-- Opening Marker --

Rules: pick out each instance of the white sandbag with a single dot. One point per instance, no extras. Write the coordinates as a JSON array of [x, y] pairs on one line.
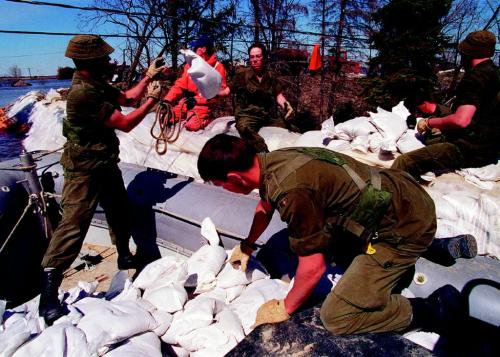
[[144, 345], [361, 143], [14, 336], [209, 231], [106, 323], [257, 293], [165, 270], [389, 124], [409, 142], [222, 125], [355, 127], [169, 297], [230, 276], [328, 128], [186, 164], [58, 340], [205, 77], [206, 262], [313, 138], [278, 138], [197, 313]]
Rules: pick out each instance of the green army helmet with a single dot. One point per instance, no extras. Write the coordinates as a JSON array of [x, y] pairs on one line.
[[85, 47]]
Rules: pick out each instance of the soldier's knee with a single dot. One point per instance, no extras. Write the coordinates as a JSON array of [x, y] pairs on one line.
[[401, 163], [332, 317]]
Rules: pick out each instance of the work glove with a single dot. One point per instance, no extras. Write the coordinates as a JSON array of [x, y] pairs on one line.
[[240, 256], [272, 311], [411, 121], [155, 68], [423, 126], [289, 110], [190, 103], [154, 90]]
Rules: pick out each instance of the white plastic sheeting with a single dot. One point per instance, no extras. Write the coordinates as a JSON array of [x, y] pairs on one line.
[[375, 140]]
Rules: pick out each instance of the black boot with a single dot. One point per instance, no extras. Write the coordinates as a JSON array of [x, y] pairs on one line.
[[446, 250], [50, 307], [441, 312], [126, 261]]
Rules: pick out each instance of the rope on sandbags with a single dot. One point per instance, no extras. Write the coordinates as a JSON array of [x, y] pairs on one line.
[[169, 126]]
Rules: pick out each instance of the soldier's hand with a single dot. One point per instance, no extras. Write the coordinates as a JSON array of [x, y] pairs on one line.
[[272, 311], [289, 110], [156, 67], [154, 90], [240, 256], [423, 126]]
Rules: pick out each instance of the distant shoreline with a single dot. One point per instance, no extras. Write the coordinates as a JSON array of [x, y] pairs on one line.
[[28, 78]]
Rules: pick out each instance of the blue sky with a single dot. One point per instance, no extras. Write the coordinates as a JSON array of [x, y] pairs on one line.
[[43, 54]]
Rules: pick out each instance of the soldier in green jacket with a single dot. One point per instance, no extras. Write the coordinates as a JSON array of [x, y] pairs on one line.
[[472, 130], [90, 158], [256, 92], [325, 198]]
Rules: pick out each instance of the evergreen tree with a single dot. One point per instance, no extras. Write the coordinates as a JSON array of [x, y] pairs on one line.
[[409, 40]]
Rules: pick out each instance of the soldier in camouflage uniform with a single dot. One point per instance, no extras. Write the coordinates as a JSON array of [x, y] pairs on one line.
[[256, 92], [471, 131], [327, 198], [90, 158]]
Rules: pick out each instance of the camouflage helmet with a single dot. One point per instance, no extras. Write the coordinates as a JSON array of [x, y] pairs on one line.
[[478, 44], [84, 47]]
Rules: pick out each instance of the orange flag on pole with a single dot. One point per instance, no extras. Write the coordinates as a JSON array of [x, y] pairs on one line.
[[315, 62]]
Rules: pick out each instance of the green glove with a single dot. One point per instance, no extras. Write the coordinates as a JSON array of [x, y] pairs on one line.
[[156, 67], [272, 311], [154, 90]]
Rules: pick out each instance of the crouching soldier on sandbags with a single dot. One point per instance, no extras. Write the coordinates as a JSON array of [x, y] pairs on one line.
[[470, 133], [327, 198], [90, 158]]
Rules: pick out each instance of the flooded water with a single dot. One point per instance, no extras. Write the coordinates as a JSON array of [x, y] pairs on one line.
[[11, 144]]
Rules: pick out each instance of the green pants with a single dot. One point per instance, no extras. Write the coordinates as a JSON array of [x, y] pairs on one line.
[[363, 300], [249, 125], [82, 191], [435, 157]]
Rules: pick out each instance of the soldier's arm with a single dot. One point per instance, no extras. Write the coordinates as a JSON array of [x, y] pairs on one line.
[[132, 96], [262, 216], [307, 276], [303, 209], [127, 122], [458, 120]]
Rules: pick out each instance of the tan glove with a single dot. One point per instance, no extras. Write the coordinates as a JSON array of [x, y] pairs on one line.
[[423, 126], [240, 256], [289, 110], [154, 90], [272, 311], [156, 67]]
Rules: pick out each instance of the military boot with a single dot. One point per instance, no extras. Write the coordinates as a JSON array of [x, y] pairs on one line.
[[441, 312], [446, 250], [50, 307]]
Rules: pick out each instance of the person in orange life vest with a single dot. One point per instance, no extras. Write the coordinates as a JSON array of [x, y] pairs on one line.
[[198, 113]]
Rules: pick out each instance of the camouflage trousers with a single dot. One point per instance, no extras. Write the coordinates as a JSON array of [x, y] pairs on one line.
[[248, 127], [82, 192], [365, 299]]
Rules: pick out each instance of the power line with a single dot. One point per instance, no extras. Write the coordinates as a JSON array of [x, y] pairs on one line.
[[135, 13]]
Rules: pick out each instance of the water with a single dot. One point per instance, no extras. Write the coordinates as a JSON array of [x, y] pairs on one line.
[[11, 144]]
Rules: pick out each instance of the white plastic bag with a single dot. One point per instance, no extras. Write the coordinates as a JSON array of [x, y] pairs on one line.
[[205, 77]]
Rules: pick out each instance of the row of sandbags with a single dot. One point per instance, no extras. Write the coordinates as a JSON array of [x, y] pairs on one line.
[[133, 318]]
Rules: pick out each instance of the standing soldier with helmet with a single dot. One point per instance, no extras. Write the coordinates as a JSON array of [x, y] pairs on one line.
[[90, 158]]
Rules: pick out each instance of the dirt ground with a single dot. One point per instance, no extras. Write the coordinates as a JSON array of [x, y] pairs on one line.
[[103, 270]]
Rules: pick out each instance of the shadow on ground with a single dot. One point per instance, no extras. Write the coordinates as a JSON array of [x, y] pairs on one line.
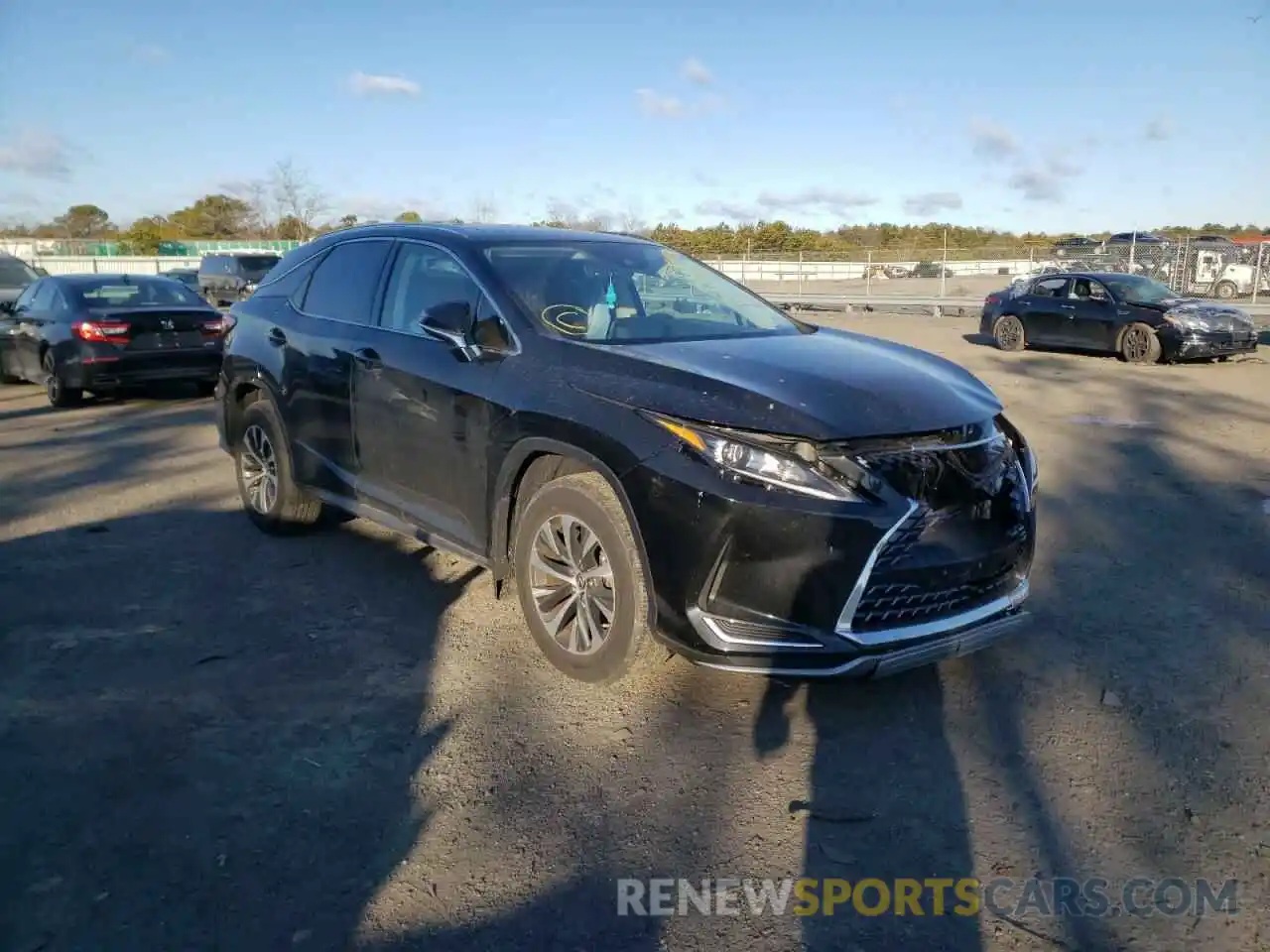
[[208, 742], [1151, 602]]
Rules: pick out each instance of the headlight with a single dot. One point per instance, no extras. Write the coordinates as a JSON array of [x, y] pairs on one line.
[[1030, 467], [1189, 321], [793, 466]]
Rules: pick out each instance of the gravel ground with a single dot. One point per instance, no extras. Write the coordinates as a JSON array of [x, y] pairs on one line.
[[962, 286], [212, 739]]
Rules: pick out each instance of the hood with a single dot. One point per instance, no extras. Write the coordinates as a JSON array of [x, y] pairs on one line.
[[1214, 313], [824, 385]]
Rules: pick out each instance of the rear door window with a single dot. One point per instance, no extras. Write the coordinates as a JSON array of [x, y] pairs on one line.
[[16, 273], [1049, 287], [425, 277], [344, 285]]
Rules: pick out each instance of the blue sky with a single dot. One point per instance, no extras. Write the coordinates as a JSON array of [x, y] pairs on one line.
[[1083, 114]]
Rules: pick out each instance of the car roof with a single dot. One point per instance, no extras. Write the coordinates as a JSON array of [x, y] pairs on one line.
[[1095, 276], [262, 253], [481, 234], [80, 280]]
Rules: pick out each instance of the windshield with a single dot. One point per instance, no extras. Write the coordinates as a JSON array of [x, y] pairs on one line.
[[255, 267], [619, 293], [136, 293], [14, 273], [1137, 290]]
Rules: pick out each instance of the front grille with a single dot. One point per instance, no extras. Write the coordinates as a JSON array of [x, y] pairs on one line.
[[966, 543], [899, 603]]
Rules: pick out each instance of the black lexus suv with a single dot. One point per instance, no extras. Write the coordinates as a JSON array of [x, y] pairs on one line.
[[643, 448]]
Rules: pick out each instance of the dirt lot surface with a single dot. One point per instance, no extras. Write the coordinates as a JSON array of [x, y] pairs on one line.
[[216, 740], [961, 286]]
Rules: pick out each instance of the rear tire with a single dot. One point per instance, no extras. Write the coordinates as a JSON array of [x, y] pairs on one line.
[[1008, 333], [1139, 344], [580, 580], [60, 395], [266, 479]]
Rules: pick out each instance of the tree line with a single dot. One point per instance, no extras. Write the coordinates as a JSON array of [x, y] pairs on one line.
[[286, 204]]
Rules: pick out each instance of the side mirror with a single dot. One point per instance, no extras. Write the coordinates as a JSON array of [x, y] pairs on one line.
[[449, 321]]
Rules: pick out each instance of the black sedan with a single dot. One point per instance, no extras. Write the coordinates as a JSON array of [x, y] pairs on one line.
[[645, 449], [104, 333], [1137, 317]]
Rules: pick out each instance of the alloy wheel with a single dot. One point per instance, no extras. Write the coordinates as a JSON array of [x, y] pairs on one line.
[[572, 583], [1010, 333], [258, 466], [1137, 344]]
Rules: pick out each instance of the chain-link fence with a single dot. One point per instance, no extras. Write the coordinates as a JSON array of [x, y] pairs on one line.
[[1191, 268], [1233, 271]]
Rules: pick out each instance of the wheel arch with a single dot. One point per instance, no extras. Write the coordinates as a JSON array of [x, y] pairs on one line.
[[1133, 322], [534, 462], [239, 395]]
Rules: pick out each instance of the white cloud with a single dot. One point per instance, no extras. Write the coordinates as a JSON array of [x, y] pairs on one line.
[[1044, 182], [933, 203], [816, 200], [728, 211], [991, 141], [1037, 185], [36, 154], [811, 200], [653, 103], [697, 72], [367, 84], [1159, 128]]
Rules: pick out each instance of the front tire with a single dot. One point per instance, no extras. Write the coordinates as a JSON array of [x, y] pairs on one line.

-- Closing Marker --

— WHAT YOU WILL DO —
The answer should be nothing more than the lines from the one with "Rules: pick out each instance of the black sedan" through the end of the entries, restated word for word.

— SOLUTION TO THE PROBLEM —
Rules: pick out each instance of the black sedan with a single dot. One point per instance, no extras. Write the coordinates as a JSON array of [x, y] pairs on one line.
[[645, 449], [104, 333], [1137, 317]]
Rules: pick out each instance of the alloy wheel with a single dot. One point per instance, no extras. Write the coordinates as a JSON array of [x, y] pairs on one line.
[[572, 583], [1010, 333], [258, 466], [1137, 344]]
Rules: pick out each instance of the chain-link fence with a single dot. One point per instance, no extras. Write the coordinates as a JSON array of [x, y] pairs on one line.
[[1191, 268], [1233, 271]]
Rules: pick out each instance of the wheel arch with a single dot. One point per instance, no extras. Write the coordinates as a JSON array of [x, y] pairs on one line.
[[1133, 322], [534, 462], [239, 395]]
Rules: pick out each instance of the white cloud with a single dot. One point per instance, no extras. Write the coordinates as a JSON array of [x, y] pairs on one line.
[[1044, 182], [933, 203], [816, 200], [728, 211], [991, 141], [1037, 185], [36, 154], [811, 200], [653, 103], [697, 72], [367, 84], [1159, 128]]
Rules: pick out each instance of the front tire with a single dot. One point per instance, no extras. Write the coordinates as a JSON array of [x, y] pairs on one line.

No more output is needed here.